• [Bacaan]:

Imparo.net

Disorientasi pendidikan: Akar komersialisasi pendidikan di Indonesia

Disorientasi pendidikan telah menjadi isu sentral yang melanda Indonesia. Dalam konteks ini, pendidikan, yang menjadi hak segala masyarakat dan dipertanggung jawabakan oleh negara, dipandang telah terdistorsi oleh arus komersial. Pandangan Tan Malaka dan Ki Hajar Dewantara tentang tujuan pendidikan yang mulia semakin terabaikan dalam bingkai yang dipenuhi oleh biaya pendidikan yang mahal dan praktik komersial yang merugikan.

Menurut Tan Malaka tujuan pendidikan adalah untuk mempertajam kecerdasan, memperkukuh kemauan serta memperhalus perasaan. Ki Hajar Dewantara bapak pendidikan Indonesia mengatakan bahwa tujuan pendidikan hanya semata untuk menuntun segala kodrat manusia sehingga mencapai keterampilan dan kebahagiaan yang setinggi-tingginya.

Peran Negara yang perlu di pertanyakan

Dalam hal untuk mendapatkan pendidikan di Indonesia, negara harusnya hadir sebagai tokoh utama yang harus menjamin bahwa setiap warga negara mendapat pendidikan yang layak, karena hal tersebut sudah jelas tertulis didalam UUD Negara Republik Indonesia Tahun 1945 sebagai tujuan dari negara yaitu mencerdaskan kehidupan bangsa.

Namun dewasa ini, antara realita dilapangan dengan yang diamanatkan oleh konstitus terlihat bertolak belakang. Cukup jelas kasus dimana negara tidak mampu menjalani peran utamanya sebagai tempat untuk menghadirkan pendidikan yang mampu berimplikasi pada kecerdasan terhadap seluruh masyarakat Indonesia. Salah satu hal tersebut disebabkan oleh mahalnya biaya pendidikan di Indonesia.

Mahalnya tarif pendidikan di Indonesia itu tercermin dari beberapa aspek, contoh seperti pada Pendidikan Tinggi di Indonesia dengan permasalahan Uang Kuliah Tunggal (UKT) yang terus mengalami kenaikan tiap tahunnya atau SPP yang ada di lembaga pendidikan mulai dari Taman Kanak-kanan sampai Menengah Atas.

• [Kumpulan Tugas]:
1. Ketik ulang sebagian bacaan tentang komersialisasi pendidikan, semuanya dari "Dalam hal untuk" terus ke bawah sampai "mencerdaskan kehidupan bangsa.".
2. Jawab pertanyaan berikut berdasarkan bacaan tentang komersialisasi pendidikan.
(a) Menurut Tan Malaka, apa tujuan pendidikan?
(b) Di mana tertulis bahwa tujuan negara adalah mencerdaskan kehidupan bangsa?
(c) Di Pendidikan Tinggi, biaya apa yang disebut terus naik tiap tahun?

• [Cuplikan Data]:

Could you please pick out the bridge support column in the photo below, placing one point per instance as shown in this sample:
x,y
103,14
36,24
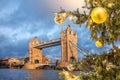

• [Kunci Jawaban]:
1.
Dalam hal untuk mendapatkan pendidikan di Indonesia, negara harusnya hadir sebagai tokoh utama yang harus menjamin bahwa setiap warga negara mendapat pendidikan yang layak, karena hal tersebut sudah jelas tertulis didalam UUD Negara Republik Indonesia Tahun 1945 sebagai tujuan dari negara yaitu mencerdaskan kehidupan bangsa.

2.
(a) Mempertajam kecerdasan, memperkukuh kemauan, serta memperhalus perasaan.
(b) Di dalam UUD Negara Republik Indonesia Tahun 1945.
(c) Uang Kuliah Tunggal (UKT).